Tally the lines in the rows below that contain the string "heart" and give only that number.

Dataset records:
----

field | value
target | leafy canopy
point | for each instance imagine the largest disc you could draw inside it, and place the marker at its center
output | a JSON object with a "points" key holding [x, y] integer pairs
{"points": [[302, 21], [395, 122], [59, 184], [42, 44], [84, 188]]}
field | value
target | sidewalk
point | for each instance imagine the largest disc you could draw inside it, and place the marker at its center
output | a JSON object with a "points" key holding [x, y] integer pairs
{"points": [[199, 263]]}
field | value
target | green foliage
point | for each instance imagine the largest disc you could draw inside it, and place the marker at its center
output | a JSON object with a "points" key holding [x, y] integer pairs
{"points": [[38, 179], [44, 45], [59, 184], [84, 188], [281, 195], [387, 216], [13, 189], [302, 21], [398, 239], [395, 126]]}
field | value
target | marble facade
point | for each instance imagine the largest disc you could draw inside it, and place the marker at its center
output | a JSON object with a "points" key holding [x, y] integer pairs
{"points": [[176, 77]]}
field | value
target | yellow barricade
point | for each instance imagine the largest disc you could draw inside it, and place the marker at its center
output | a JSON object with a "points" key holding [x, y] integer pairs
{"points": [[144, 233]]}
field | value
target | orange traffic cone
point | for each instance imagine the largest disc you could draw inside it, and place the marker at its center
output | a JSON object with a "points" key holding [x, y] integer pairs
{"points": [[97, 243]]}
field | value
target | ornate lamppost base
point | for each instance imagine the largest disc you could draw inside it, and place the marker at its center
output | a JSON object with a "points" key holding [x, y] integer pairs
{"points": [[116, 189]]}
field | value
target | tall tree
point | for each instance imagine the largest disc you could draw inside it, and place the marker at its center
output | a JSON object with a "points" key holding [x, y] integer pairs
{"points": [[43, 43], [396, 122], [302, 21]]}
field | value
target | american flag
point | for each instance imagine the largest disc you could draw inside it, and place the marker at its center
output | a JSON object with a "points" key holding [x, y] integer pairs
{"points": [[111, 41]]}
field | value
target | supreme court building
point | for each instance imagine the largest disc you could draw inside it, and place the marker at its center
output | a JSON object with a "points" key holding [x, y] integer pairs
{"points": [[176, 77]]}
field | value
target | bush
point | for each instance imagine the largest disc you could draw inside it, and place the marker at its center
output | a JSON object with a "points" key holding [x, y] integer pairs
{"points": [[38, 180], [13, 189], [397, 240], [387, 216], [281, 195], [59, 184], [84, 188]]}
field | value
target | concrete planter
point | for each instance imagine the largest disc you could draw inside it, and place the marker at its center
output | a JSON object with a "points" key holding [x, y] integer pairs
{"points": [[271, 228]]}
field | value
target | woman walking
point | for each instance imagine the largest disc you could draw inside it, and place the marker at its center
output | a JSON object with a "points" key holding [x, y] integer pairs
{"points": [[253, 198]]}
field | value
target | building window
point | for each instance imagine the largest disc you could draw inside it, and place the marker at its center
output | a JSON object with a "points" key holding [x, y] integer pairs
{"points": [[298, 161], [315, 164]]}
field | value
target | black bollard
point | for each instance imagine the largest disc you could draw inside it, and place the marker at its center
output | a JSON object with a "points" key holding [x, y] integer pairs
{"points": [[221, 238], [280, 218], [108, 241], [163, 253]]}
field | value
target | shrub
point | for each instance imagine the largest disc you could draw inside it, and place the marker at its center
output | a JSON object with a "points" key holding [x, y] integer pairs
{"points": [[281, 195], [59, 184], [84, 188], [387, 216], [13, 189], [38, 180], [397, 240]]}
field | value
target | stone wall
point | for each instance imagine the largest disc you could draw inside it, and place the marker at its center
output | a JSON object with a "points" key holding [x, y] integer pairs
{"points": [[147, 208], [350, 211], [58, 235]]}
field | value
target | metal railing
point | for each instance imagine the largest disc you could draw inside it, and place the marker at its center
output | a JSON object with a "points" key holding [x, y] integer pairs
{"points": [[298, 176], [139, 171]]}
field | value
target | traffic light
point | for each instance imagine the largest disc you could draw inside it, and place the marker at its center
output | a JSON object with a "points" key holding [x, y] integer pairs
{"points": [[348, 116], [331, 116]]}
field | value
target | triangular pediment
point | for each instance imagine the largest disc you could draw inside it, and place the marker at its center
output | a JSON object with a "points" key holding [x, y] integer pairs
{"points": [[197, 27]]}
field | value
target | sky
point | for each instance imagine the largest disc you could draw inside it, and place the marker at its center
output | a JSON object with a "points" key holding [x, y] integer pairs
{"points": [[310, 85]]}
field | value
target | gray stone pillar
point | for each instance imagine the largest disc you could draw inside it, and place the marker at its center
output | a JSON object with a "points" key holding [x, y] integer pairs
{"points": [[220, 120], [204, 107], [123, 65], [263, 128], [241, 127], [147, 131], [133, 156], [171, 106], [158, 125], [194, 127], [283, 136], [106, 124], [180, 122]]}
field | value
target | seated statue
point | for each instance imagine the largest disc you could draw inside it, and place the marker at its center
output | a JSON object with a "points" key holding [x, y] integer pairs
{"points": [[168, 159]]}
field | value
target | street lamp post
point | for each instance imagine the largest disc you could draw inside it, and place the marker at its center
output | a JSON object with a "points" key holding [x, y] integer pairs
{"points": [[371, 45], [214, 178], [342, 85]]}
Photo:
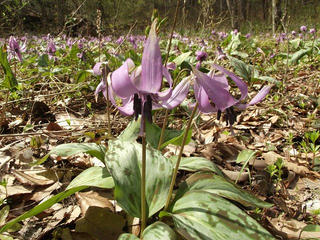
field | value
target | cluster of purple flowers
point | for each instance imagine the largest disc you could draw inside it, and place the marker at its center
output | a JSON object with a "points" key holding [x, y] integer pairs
{"points": [[139, 88]]}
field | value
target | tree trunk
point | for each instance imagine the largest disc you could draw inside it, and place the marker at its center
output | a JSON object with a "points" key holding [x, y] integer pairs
{"points": [[276, 15]]}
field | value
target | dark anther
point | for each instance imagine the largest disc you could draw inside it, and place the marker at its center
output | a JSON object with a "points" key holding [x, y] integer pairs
{"points": [[219, 114], [230, 116], [147, 108], [136, 106]]}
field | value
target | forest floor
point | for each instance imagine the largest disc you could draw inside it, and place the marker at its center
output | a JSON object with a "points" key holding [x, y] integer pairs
{"points": [[284, 171]]}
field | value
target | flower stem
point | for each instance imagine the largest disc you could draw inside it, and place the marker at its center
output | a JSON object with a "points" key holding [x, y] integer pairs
{"points": [[165, 63], [175, 171], [108, 103], [143, 182]]}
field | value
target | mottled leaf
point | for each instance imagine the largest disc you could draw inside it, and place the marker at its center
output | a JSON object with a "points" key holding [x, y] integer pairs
{"points": [[93, 177], [215, 184], [127, 236], [193, 164], [123, 160], [159, 231], [205, 216]]}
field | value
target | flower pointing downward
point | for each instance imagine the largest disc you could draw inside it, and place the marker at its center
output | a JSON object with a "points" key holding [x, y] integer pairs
{"points": [[212, 93], [15, 48], [139, 87]]}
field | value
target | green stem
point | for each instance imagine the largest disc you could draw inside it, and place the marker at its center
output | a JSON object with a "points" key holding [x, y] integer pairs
{"points": [[143, 183], [108, 103], [175, 171], [165, 63]]}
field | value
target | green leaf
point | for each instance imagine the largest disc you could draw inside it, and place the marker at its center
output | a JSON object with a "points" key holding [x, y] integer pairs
{"points": [[4, 214], [268, 79], [234, 43], [311, 228], [174, 137], [42, 206], [159, 231], [69, 149], [193, 164], [215, 184], [123, 160], [93, 177], [295, 43], [204, 216], [239, 54], [298, 55], [128, 236], [153, 133], [244, 158], [181, 58], [5, 237], [131, 132], [10, 80], [244, 70]]}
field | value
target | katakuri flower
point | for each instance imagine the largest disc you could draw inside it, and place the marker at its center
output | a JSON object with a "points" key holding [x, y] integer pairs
{"points": [[15, 48], [139, 88], [213, 95], [303, 28]]}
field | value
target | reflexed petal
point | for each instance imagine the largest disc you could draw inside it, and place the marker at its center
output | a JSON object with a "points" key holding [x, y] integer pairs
{"points": [[100, 88], [215, 90], [121, 82], [240, 84], [151, 76], [127, 104], [258, 98], [203, 99], [178, 95], [96, 69], [19, 55], [166, 94], [220, 78]]}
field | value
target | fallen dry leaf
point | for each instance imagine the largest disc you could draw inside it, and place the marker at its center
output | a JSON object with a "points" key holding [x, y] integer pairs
{"points": [[101, 223], [91, 198]]}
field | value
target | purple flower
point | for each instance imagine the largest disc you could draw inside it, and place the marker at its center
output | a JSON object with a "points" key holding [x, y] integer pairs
{"points": [[51, 48], [139, 88], [272, 55], [201, 56], [15, 48], [212, 93], [221, 54], [132, 40], [171, 66], [70, 42], [120, 40], [303, 28], [312, 31]]}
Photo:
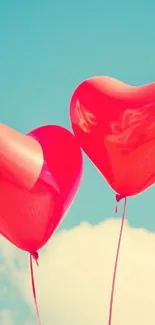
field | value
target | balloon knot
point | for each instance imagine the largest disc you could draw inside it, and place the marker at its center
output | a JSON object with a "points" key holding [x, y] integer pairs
{"points": [[119, 197], [35, 257]]}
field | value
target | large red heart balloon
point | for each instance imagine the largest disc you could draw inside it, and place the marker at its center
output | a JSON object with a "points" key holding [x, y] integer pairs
{"points": [[29, 217], [115, 125]]}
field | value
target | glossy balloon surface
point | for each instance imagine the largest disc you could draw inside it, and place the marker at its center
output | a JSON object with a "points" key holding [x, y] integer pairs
{"points": [[115, 125], [29, 217]]}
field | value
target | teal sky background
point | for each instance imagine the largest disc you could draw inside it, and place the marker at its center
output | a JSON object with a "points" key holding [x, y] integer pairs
{"points": [[46, 49]]}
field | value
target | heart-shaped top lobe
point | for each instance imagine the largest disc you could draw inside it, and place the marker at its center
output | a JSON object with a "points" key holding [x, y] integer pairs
{"points": [[115, 125], [28, 218]]}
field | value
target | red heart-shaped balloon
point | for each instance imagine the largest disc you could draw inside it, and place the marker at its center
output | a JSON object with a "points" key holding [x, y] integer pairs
{"points": [[115, 125], [29, 217]]}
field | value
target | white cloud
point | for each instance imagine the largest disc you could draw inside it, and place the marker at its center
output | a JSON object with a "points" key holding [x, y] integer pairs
{"points": [[6, 317], [74, 278]]}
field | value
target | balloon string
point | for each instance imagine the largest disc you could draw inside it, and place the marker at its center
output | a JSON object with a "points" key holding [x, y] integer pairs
{"points": [[116, 264], [35, 257]]}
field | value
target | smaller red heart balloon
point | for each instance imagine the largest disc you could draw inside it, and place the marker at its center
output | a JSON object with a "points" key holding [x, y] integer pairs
{"points": [[115, 126], [28, 217]]}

----

Result of this exercise:
4